*Problem to solve*:
Which lines of the listing below contain the string "green"? Pull out every such line and copy each one in full.

*Given records*:
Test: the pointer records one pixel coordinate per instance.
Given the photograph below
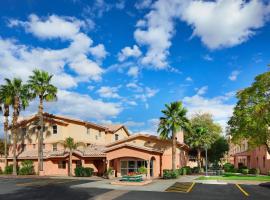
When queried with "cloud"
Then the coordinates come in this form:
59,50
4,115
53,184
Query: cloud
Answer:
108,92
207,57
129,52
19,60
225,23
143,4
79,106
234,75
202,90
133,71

...

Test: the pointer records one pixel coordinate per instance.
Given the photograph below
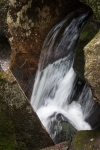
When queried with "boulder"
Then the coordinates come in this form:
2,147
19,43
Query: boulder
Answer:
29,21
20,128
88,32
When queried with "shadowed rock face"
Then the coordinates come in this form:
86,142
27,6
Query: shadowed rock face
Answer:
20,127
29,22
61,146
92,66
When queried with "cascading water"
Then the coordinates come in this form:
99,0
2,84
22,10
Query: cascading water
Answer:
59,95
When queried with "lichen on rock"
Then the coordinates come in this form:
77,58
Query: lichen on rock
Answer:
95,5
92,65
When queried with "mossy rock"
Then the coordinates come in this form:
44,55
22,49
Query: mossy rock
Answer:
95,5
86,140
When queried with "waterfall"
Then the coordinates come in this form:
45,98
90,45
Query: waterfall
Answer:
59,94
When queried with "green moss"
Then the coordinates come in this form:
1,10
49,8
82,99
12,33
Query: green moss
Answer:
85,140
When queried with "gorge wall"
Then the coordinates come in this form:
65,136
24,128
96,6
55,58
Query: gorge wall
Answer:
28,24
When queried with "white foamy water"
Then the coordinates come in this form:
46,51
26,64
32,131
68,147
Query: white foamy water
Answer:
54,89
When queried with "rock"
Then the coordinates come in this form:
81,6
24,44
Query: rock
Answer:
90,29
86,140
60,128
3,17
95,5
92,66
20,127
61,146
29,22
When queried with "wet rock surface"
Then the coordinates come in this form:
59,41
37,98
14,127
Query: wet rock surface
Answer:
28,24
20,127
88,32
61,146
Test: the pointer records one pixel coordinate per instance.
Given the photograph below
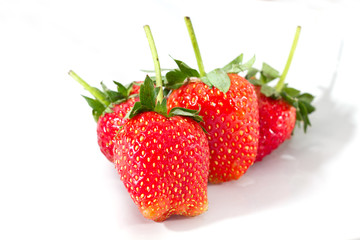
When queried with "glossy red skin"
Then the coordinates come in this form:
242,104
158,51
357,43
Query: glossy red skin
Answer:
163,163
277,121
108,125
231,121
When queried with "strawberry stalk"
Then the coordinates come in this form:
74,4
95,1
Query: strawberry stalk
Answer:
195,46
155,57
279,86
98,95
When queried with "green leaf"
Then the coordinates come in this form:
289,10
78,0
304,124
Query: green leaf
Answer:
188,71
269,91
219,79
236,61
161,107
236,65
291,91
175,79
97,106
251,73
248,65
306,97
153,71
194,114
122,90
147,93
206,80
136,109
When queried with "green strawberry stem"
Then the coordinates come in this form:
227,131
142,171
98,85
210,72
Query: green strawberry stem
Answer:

*Finished task*:
When queried with "green moss"
Query: green moss
When queried with "green leaf"
Query: green leaf
When queried with "green strawberry stem"
Query: green strawberry stem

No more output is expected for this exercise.